EXTRACT.
_ _ _ _ _

Stellarion
Tools

index_project

Index your codebase for AI-powered semantic search

The index_project tool creates the indexes that power Stellarion's advanced features. It generates vector embeddings for semantic search and builds a dependency graph for structure analysis. Running this tool enables fast, intelligent code search and accurate dependency mapping.

Overview

Stellarion's intelligent indexing engine provides a comprehensive, structured representation of your codebase by extracting and organizing code elements including files, procedures, functions, classes, variables, and their relationships. This powerful capability forms the foundation for enhanced AI-assisted development and natural language code exploration.

_ _ _ _ _

GIVEN INFORMATION.
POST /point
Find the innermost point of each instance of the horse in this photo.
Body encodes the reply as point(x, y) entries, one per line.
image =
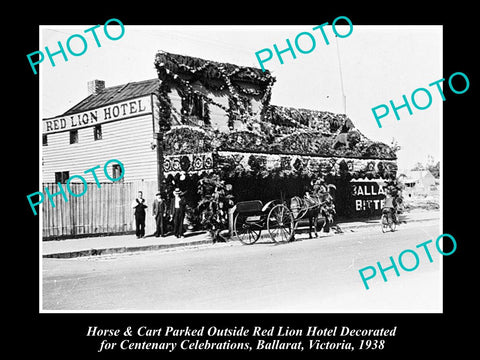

_ _ _ _ _

TO DO.
In the index_project page above, what two things does the tool produce?

REPLY.
Vector embeddings for semantic search and a dependency graph for structure analysis.